Problem to solve:
Among the records, how many lines contain "crop"? Only the number is needed.

Records for this exercise: Begin

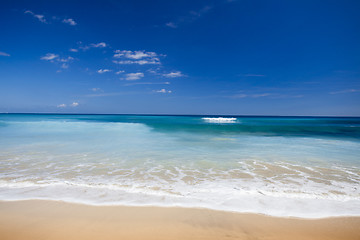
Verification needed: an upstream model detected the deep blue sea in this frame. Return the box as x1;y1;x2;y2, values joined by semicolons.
0;114;359;218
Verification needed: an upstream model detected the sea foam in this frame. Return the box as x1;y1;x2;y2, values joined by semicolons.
202;117;237;123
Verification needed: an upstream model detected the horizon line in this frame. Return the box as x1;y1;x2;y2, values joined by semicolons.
1;112;360;118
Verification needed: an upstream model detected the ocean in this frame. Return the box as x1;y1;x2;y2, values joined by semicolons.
0;114;359;218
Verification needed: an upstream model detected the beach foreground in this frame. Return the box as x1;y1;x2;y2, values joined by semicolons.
0;200;359;240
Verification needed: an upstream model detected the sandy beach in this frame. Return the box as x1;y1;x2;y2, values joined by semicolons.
0;200;359;240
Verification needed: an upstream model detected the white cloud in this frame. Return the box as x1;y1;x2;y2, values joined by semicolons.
252;93;271;98
231;93;271;98
114;50;157;59
85;92;126;97
330;89;360;94
69;48;78;52
163;71;184;78
41;54;73;62
189;6;213;17
91;88;102;92
40;53;59;61
78;46;88;51
165;22;177;28
116;70;125;74
232;94;247;98
165;5;213;28
155;89;172;93
58;56;74;62
271;94;304;99
57;104;66;108
57;102;79;107
0;51;10;57
25;10;78;27
91;42;107;48
243;74;266;77
71;102;79;107
31;14;46;23
113;50;162;65
147;68;159;74
63;18;77;26
124;81;170;86
77;42;107;51
25;10;47;23
97;69;111;74
41;53;74;70
229;92;301;99
125;72;144;81
113;60;160;65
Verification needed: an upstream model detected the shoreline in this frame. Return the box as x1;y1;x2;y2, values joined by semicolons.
1;200;359;240
1;198;360;220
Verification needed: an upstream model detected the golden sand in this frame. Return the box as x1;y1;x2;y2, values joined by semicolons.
0;200;359;240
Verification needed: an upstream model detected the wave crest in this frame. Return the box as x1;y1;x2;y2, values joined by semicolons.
202;117;237;123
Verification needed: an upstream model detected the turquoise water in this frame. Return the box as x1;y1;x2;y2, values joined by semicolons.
0;114;359;218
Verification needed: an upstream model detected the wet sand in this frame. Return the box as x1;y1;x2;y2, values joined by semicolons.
0;200;359;240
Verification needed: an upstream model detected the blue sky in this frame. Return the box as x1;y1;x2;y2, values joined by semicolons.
1;0;359;115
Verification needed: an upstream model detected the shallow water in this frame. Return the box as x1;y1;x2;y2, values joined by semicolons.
0;114;359;218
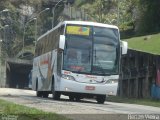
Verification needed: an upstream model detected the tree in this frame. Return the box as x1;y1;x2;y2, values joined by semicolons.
0;0;46;57
136;0;160;35
74;0;117;24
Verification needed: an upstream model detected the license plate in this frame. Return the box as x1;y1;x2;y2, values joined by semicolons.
85;86;95;90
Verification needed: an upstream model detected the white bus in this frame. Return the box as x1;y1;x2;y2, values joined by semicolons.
32;21;127;104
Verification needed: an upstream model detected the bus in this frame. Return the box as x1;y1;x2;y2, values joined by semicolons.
32;21;127;104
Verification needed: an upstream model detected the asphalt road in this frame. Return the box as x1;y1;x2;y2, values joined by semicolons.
0;88;160;120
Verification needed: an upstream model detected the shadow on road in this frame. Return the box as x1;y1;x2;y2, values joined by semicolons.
31;95;108;105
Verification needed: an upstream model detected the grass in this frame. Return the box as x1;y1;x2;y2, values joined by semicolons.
107;96;160;107
0;99;70;120
124;33;160;55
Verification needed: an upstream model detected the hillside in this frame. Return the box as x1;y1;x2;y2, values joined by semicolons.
124;33;160;55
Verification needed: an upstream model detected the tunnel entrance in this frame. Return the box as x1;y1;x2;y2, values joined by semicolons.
6;58;32;89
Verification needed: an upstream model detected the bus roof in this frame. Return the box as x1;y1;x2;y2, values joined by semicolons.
37;21;119;41
63;21;118;29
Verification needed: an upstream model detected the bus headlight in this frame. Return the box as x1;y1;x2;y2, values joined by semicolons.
106;79;118;84
61;74;75;81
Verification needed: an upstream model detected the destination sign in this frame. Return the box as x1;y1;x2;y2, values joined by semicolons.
66;26;90;36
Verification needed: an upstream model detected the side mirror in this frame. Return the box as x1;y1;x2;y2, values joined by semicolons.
59;35;65;50
121;41;128;55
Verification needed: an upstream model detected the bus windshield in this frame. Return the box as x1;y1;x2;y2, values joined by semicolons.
63;25;120;75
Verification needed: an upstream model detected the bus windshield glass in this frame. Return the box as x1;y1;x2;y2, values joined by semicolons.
63;25;120;75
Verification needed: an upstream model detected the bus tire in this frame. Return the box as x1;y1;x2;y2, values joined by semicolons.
52;79;60;100
36;80;42;97
37;91;42;97
42;92;49;98
75;96;81;102
96;95;106;104
69;95;75;101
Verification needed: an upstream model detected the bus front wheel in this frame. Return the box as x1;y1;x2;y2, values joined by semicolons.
96;95;106;104
69;95;81;101
69;95;74;101
52;81;60;100
42;92;49;98
36;91;43;97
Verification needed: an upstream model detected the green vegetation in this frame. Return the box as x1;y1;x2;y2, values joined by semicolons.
0;99;70;120
1;0;160;57
137;0;160;35
124;33;160;55
107;96;160;107
75;0;117;23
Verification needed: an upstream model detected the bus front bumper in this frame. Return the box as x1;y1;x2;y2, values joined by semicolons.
58;78;108;95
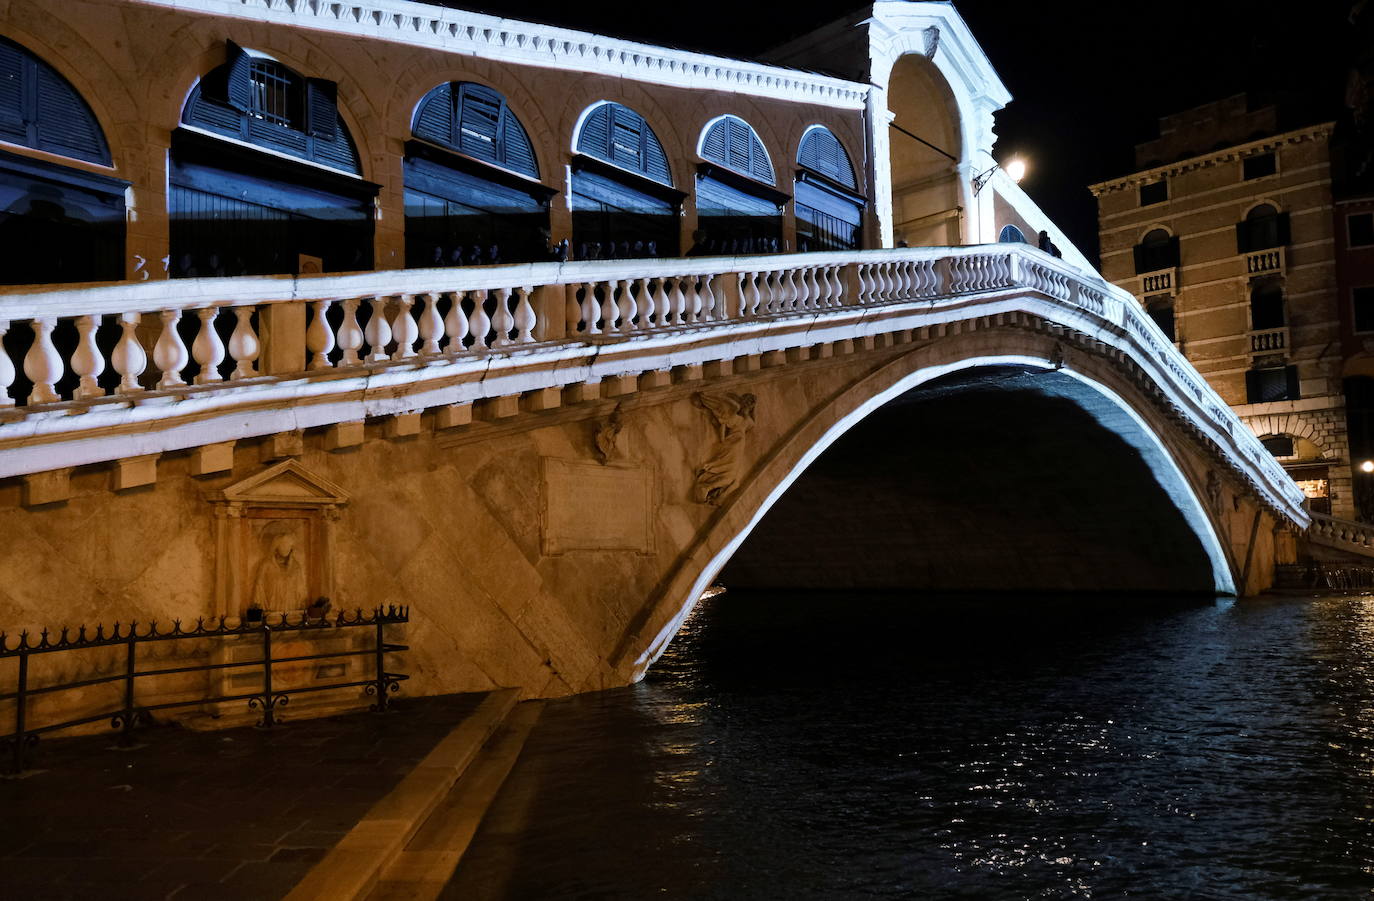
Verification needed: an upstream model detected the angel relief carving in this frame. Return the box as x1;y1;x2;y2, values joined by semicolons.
692;391;757;505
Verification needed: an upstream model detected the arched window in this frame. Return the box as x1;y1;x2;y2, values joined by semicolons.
1237;203;1289;253
171;42;375;278
1133;227;1179;274
569;102;680;259
1144;294;1175;341
700;115;774;185
405;81;552;267
696;116;786;254
794;125;863;252
0;37;125;285
998;224;1026;244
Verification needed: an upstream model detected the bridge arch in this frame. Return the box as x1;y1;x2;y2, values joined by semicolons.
616;329;1241;680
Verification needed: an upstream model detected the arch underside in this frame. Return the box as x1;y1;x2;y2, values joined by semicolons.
721;365;1222;595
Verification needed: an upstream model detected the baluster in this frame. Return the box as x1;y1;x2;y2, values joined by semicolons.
337;299;363;366
682;275;700;323
777;269;795;312
192;307;225;385
468;289;491;349
882;262;897;300
616;279;637;334
748;271;764;315
829;266;845;306
801;268;819;310
580;282;599;334
417;293;443;355
365;296;392;362
565;286;582;333
72;314;105;399
153;310;188;390
23;318;63;403
0;320;14;406
636;278;655;328
893;262;912;299
391;295;419;360
444;292;470;352
307;299;336;370
668;277;687;324
698;275;717;320
114;312;147;393
596;282;617;332
514;286;536;343
492;288;515;347
653;278;671;326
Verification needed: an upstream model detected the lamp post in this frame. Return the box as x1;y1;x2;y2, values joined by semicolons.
973;157;1026;195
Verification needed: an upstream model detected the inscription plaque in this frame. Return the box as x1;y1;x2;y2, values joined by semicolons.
542;458;654;555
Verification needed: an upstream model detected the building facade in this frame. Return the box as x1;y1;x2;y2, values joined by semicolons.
1092;96;1351;518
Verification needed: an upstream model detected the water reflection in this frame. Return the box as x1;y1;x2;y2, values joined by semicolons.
447;592;1374;899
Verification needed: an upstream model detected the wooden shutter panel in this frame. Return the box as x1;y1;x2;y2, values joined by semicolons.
224;41;252;113
457;85;501;163
725;118;751;172
413;84;454;148
577;104;612;159
500;113;538;178
1285;365;1301;400
610;105;643;171
305;78;337;141
0;42;26;135
34;65;104;162
702;120;727;163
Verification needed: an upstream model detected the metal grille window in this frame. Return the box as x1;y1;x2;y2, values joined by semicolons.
248;60;297;127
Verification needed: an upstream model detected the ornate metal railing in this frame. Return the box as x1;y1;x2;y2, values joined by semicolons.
0;605;409;773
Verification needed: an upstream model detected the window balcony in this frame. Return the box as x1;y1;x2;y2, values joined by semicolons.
1249;325;1289;353
1139;267;1176;294
1245;246;1285;276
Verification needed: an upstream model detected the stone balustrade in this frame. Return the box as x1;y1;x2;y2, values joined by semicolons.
1249;326;1288;353
0;243;1306;522
1308;512;1374;557
1245;247;1285;276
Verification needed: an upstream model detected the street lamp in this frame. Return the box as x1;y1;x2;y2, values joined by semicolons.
973;157;1027;195
1360;460;1373;473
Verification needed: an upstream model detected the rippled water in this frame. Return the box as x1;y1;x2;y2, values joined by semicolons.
446;592;1374;899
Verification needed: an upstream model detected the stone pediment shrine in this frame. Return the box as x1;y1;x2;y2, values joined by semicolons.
208;460;349;619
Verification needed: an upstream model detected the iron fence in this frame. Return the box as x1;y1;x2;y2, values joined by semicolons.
0;605;409;773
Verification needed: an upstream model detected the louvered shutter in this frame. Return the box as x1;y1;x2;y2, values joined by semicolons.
457;85;501;163
799;128;856;189
34;65;105;163
748;132;773;184
577;104;612;159
0;42;26;142
305;78;337;141
500;113;538;178
224;41;252;113
644;128;671;185
609;106;643;171
413;84;454;147
702;120;727;163
726;118;751;172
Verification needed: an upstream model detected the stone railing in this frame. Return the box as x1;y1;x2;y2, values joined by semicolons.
0;243;1307;523
1308;512;1374;558
1250;326;1288;353
1140;268;1175;294
1245;247;1285;276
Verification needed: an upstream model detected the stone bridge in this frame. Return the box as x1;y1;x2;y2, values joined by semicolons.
0;243;1307;698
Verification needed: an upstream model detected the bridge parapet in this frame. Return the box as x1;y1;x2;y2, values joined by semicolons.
0;244;1306;525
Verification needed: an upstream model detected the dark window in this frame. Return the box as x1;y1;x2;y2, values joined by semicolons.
1236;204;1290;253
794;126;863;252
1133;228;1179;273
1145;294;1175;341
1139;180;1167;206
1350;212;1374;248
0;36;110;165
998;224;1026;244
1246;365;1300;403
1243;152;1277;180
1250;277;1285;330
0;147;126;284
413;82;539;180
695;170;784;254
1355;286;1374;333
184;43;357;175
1261;435;1295;456
576;103;671;185
701;116;774;185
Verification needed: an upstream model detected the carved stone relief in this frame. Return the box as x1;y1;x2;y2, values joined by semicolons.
594;403;624;464
692;391;757;506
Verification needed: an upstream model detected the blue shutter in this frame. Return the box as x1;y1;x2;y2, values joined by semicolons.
499;108;538;179
703;117;772;185
577;104;612;159
305;78;337;141
456;85;501;163
413;83;455;147
609;105;643;171
0;37;108;165
702;120;727;163
224;41;252;114
798;127;856;189
0;42;26;141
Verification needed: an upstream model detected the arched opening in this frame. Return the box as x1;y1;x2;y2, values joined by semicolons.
570;101;681;260
1259;431;1330;515
405;81;554;267
0;35;125;285
886;53;962;247
1237;203;1289;253
172;42;375;277
695;115;787;254
794;125;863;252
720;366;1221;594
1133;227;1179;274
998;224;1026;244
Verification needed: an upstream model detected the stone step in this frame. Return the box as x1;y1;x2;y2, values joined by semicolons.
282;687;521;901
365;700;544;901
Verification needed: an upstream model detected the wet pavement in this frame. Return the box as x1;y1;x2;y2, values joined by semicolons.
0;692;484;901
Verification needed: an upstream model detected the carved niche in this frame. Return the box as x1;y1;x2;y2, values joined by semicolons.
208;460;349;618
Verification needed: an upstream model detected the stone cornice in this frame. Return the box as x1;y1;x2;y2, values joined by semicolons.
1088;122;1336;196
119;0;870;110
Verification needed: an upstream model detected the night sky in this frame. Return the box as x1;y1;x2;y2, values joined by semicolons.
420;0;1355;265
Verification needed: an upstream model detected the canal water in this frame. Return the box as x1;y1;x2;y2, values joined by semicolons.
445;591;1374;899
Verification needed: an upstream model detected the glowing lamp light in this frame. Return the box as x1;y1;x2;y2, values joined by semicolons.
1005;158;1027;183
1360;460;1374;474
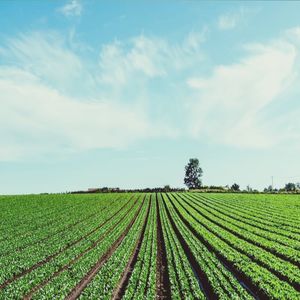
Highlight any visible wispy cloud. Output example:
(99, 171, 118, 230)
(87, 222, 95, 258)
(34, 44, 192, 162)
(59, 0, 82, 17)
(1, 29, 198, 161)
(187, 37, 298, 148)
(97, 33, 205, 87)
(0, 31, 181, 161)
(0, 73, 155, 160)
(3, 32, 84, 93)
(218, 8, 245, 30)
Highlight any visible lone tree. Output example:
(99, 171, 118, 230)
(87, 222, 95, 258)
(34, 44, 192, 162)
(184, 158, 203, 189)
(231, 183, 240, 191)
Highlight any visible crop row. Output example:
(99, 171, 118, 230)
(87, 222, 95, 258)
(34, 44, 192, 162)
(192, 194, 300, 243)
(168, 193, 300, 299)
(0, 194, 123, 248)
(163, 193, 254, 299)
(159, 193, 206, 299)
(0, 194, 84, 241)
(202, 193, 300, 228)
(28, 195, 145, 299)
(0, 194, 133, 286)
(0, 194, 126, 257)
(71, 194, 150, 299)
(122, 194, 157, 299)
(174, 194, 300, 290)
(0, 194, 141, 298)
(181, 193, 300, 266)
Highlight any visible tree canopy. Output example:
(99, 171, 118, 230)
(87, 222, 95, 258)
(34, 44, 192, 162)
(285, 183, 296, 192)
(231, 183, 240, 191)
(184, 158, 203, 189)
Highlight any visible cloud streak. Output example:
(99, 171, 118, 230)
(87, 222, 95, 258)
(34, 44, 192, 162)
(0, 69, 158, 160)
(187, 38, 298, 148)
(217, 8, 246, 30)
(0, 32, 182, 161)
(97, 33, 205, 87)
(59, 0, 82, 17)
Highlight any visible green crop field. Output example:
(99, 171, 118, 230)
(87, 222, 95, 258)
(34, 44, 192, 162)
(0, 192, 299, 299)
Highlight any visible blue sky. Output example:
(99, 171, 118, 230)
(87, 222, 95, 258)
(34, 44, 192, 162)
(1, 1, 300, 194)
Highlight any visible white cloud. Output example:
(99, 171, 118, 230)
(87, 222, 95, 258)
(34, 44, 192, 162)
(184, 28, 208, 51)
(218, 15, 237, 30)
(0, 29, 204, 161)
(285, 27, 300, 43)
(59, 0, 82, 17)
(3, 32, 84, 92)
(218, 8, 245, 30)
(97, 34, 204, 87)
(0, 32, 182, 161)
(0, 69, 160, 161)
(187, 39, 298, 148)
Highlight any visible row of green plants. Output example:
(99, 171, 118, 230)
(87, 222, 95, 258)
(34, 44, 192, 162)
(123, 194, 157, 299)
(159, 193, 206, 299)
(194, 194, 300, 243)
(176, 194, 300, 290)
(0, 194, 91, 243)
(205, 193, 300, 226)
(77, 195, 150, 299)
(164, 193, 253, 299)
(0, 194, 124, 257)
(169, 193, 300, 299)
(0, 195, 140, 298)
(182, 193, 300, 265)
(29, 195, 144, 299)
(0, 194, 130, 285)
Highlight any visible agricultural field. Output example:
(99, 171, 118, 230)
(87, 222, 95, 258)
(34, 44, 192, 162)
(0, 192, 300, 299)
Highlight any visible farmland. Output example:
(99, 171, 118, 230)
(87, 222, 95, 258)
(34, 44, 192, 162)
(0, 192, 299, 299)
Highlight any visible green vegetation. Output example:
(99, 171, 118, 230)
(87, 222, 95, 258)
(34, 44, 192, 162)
(184, 158, 203, 189)
(0, 192, 299, 299)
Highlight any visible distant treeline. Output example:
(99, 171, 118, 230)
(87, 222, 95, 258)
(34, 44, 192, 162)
(69, 185, 237, 194)
(68, 184, 300, 194)
(70, 186, 185, 194)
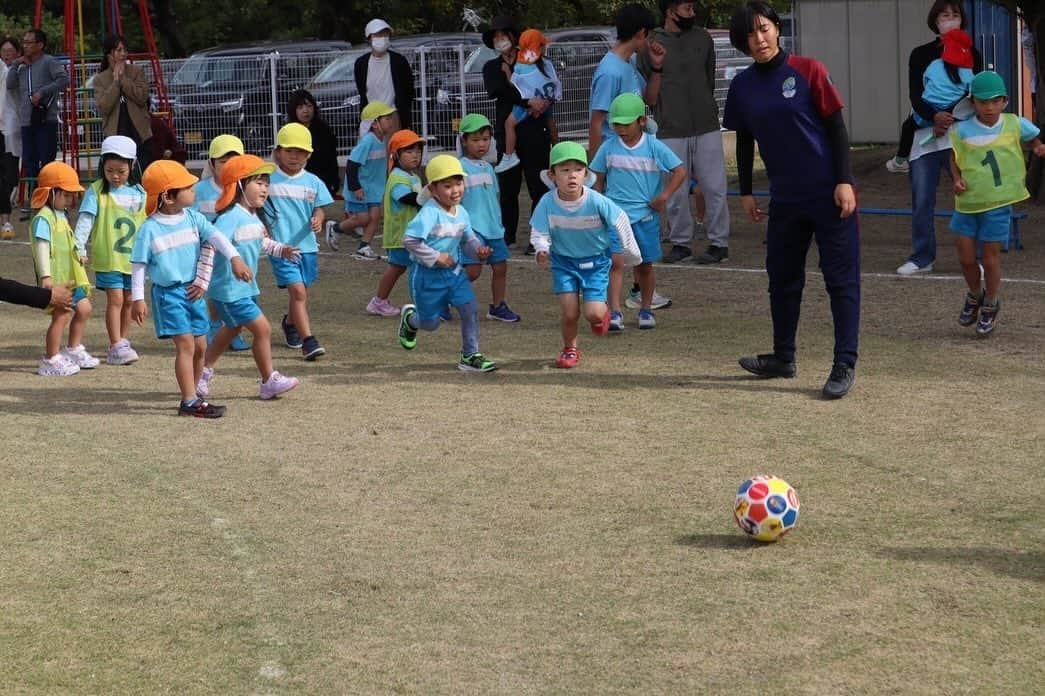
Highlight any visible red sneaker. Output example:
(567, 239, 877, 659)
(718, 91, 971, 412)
(555, 346, 580, 369)
(590, 310, 610, 336)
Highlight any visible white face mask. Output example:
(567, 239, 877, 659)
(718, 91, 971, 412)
(937, 18, 961, 35)
(371, 36, 390, 53)
(494, 38, 513, 54)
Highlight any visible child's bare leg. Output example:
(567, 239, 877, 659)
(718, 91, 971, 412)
(192, 335, 207, 385)
(67, 297, 92, 348)
(45, 310, 71, 357)
(634, 262, 654, 310)
(204, 325, 238, 368)
(120, 290, 133, 341)
(360, 206, 382, 244)
(207, 299, 221, 321)
(955, 237, 982, 294)
(172, 334, 197, 401)
(491, 262, 507, 306)
(105, 289, 123, 345)
(339, 209, 369, 233)
(980, 242, 1002, 300)
(244, 315, 274, 381)
(466, 264, 482, 282)
(608, 253, 624, 313)
(287, 283, 312, 338)
(504, 113, 518, 155)
(376, 265, 406, 299)
(581, 300, 608, 330)
(558, 293, 581, 347)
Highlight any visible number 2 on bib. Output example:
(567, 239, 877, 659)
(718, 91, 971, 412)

Records for this exercise: End

Response to the task:
2